* _What you have to do_
Retype every line of the records below, changing nothing.

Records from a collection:
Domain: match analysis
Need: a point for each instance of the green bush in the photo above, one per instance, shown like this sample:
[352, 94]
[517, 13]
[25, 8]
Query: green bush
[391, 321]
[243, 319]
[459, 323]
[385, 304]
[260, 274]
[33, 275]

* _Exercise result_
Domain: match analysis
Need: a point for each instance of the green bush in the photo above, one per instance, shown like this sample:
[352, 94]
[517, 13]
[25, 8]
Query: green bush
[391, 321]
[243, 319]
[459, 323]
[385, 304]
[260, 274]
[33, 275]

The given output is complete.